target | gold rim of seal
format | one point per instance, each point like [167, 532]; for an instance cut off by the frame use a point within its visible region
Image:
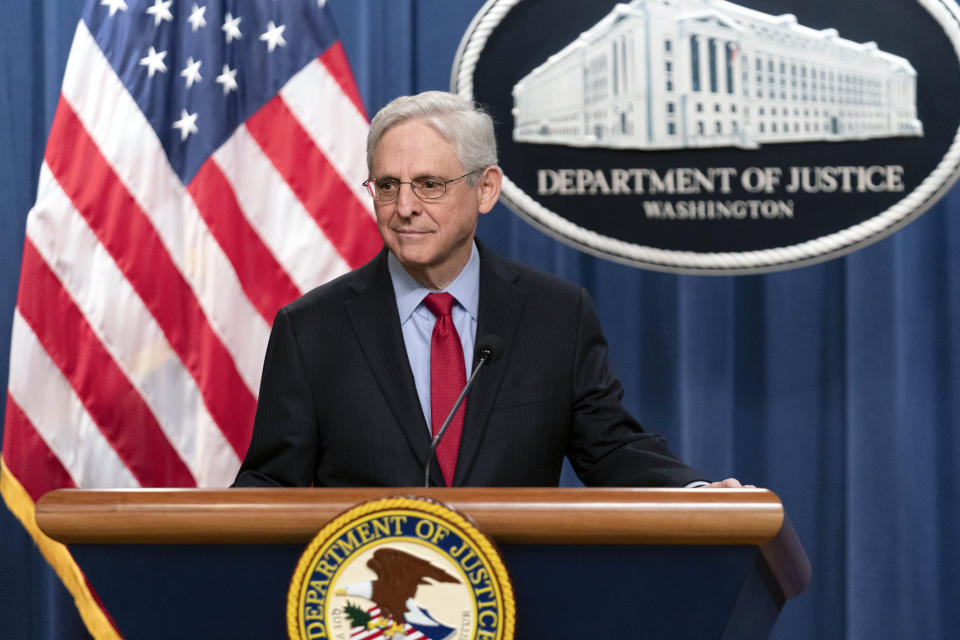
[424, 505]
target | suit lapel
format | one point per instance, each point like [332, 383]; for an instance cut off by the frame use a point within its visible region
[372, 311]
[501, 306]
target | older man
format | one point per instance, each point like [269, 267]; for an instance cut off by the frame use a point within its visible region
[360, 372]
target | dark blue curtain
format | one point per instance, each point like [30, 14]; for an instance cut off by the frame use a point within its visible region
[836, 385]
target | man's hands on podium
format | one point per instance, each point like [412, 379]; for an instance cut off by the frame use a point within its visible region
[729, 483]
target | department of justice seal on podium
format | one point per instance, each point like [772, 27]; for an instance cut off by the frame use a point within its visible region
[400, 568]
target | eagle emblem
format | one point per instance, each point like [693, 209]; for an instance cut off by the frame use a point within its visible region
[395, 610]
[400, 568]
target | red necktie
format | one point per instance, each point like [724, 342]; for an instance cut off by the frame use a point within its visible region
[447, 378]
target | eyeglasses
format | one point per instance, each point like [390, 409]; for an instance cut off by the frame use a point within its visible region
[425, 188]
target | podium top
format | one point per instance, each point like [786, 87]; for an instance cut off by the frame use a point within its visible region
[509, 516]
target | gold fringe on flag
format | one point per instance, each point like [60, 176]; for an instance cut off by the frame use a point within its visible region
[22, 506]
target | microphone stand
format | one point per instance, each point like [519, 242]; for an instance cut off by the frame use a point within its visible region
[485, 355]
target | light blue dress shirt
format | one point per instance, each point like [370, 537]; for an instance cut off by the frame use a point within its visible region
[417, 322]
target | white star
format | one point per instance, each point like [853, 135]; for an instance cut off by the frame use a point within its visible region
[114, 5]
[274, 36]
[191, 72]
[196, 19]
[231, 27]
[154, 62]
[160, 11]
[187, 124]
[228, 79]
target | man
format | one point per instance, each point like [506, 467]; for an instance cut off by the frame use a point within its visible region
[347, 397]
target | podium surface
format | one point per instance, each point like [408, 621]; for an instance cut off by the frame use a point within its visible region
[658, 563]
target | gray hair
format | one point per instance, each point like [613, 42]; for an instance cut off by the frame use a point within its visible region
[461, 122]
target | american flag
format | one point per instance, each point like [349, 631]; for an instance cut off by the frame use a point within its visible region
[203, 169]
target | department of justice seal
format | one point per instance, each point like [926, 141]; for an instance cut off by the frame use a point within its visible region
[400, 568]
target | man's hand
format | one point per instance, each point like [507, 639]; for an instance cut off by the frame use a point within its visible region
[729, 483]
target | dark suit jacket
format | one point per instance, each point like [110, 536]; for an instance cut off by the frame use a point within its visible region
[338, 404]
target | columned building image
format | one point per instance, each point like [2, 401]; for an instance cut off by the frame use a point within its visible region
[668, 74]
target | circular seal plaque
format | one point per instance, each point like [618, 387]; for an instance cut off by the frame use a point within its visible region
[719, 136]
[400, 568]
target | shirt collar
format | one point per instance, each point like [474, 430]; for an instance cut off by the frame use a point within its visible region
[410, 293]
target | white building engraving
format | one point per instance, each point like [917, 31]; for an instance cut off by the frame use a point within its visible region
[672, 74]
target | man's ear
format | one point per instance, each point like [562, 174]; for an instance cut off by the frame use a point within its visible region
[489, 186]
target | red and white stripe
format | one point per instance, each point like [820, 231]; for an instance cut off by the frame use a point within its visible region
[362, 633]
[145, 305]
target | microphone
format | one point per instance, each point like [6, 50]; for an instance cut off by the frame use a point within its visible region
[489, 349]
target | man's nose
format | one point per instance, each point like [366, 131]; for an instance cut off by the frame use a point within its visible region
[407, 201]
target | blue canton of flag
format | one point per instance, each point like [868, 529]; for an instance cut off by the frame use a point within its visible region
[199, 70]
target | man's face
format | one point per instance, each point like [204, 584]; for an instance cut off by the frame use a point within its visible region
[431, 238]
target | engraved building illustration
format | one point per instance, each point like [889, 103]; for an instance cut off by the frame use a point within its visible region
[669, 74]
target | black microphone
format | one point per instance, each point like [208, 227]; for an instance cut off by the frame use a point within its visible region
[489, 349]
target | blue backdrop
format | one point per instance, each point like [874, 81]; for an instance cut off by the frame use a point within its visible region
[835, 385]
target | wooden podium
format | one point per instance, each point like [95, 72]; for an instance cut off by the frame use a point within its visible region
[585, 563]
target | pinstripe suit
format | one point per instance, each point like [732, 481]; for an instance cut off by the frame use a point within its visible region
[338, 404]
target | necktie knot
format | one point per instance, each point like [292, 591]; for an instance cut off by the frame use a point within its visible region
[439, 304]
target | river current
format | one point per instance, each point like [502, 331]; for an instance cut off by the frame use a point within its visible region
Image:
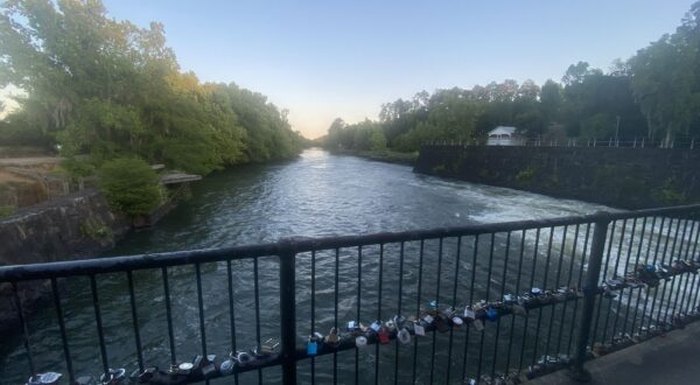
[315, 195]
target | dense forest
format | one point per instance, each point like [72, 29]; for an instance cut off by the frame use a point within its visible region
[100, 89]
[654, 96]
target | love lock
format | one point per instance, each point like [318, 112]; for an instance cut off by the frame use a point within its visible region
[418, 329]
[312, 346]
[491, 314]
[478, 325]
[90, 380]
[469, 313]
[226, 367]
[404, 336]
[113, 376]
[383, 336]
[242, 358]
[48, 378]
[332, 338]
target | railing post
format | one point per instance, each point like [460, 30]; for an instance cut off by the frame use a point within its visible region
[288, 314]
[590, 288]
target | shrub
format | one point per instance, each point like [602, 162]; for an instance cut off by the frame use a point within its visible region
[130, 186]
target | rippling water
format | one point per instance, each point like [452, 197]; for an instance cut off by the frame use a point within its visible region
[315, 195]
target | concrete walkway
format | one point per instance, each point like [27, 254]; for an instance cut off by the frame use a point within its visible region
[673, 359]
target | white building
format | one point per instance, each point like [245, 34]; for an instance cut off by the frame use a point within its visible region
[505, 136]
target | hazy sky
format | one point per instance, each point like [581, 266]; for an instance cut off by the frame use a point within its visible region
[324, 59]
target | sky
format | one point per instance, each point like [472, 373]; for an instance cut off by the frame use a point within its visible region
[323, 59]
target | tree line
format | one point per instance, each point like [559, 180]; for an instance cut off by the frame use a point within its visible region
[101, 89]
[654, 95]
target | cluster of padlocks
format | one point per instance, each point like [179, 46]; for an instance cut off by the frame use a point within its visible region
[432, 318]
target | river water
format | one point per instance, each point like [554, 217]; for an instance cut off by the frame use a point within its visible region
[315, 195]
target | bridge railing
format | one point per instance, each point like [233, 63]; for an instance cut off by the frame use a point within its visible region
[479, 302]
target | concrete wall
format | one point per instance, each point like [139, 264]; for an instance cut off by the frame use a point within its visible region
[71, 227]
[630, 178]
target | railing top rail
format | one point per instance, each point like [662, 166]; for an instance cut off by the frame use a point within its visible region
[291, 246]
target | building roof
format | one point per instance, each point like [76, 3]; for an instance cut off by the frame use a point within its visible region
[503, 130]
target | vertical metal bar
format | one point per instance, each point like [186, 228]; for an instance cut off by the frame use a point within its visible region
[684, 308]
[359, 308]
[579, 284]
[570, 277]
[498, 321]
[672, 303]
[379, 309]
[656, 252]
[605, 276]
[695, 276]
[539, 311]
[200, 303]
[256, 285]
[454, 303]
[396, 346]
[488, 290]
[663, 258]
[312, 319]
[532, 283]
[589, 291]
[169, 315]
[437, 301]
[638, 291]
[135, 319]
[288, 318]
[418, 297]
[517, 291]
[229, 274]
[25, 330]
[615, 273]
[335, 312]
[62, 328]
[550, 327]
[471, 302]
[98, 320]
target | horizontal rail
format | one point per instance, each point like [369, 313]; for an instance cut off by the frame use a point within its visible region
[302, 244]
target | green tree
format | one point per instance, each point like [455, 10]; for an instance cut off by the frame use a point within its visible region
[130, 186]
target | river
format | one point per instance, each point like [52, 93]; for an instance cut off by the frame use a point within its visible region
[315, 195]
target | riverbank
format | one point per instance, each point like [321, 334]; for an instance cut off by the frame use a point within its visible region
[387, 156]
[71, 227]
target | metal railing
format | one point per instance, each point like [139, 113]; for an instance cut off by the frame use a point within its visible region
[480, 302]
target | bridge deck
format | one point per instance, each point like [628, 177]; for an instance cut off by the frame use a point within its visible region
[668, 360]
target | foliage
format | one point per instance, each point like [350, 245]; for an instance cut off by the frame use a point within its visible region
[130, 186]
[654, 95]
[109, 89]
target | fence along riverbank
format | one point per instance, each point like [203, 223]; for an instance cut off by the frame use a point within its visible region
[505, 300]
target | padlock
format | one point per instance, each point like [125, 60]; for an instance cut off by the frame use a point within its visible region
[184, 368]
[383, 336]
[48, 378]
[332, 338]
[404, 336]
[90, 380]
[312, 346]
[113, 376]
[418, 329]
[226, 367]
[491, 314]
[441, 325]
[242, 358]
[469, 313]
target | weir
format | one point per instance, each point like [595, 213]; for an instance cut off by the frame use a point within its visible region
[471, 304]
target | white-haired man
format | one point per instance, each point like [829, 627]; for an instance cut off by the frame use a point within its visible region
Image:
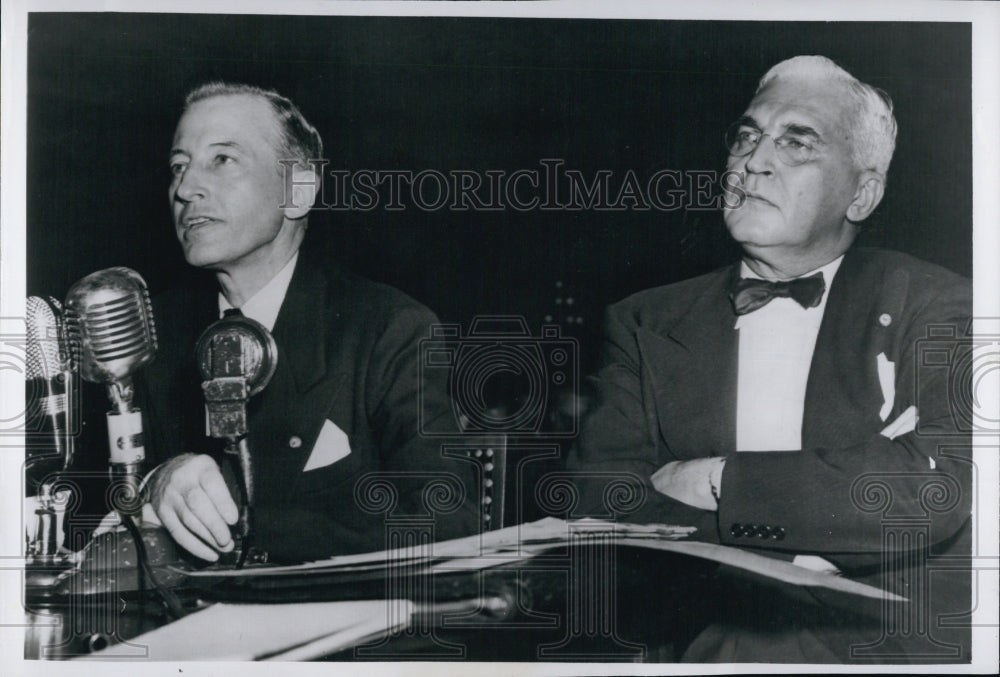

--------

EXERCISE TASK:
List every line in the items above that contains the word "necktie", copying each one in full. Case counts.

OUTPUT:
target | red necktie
target | necktie knot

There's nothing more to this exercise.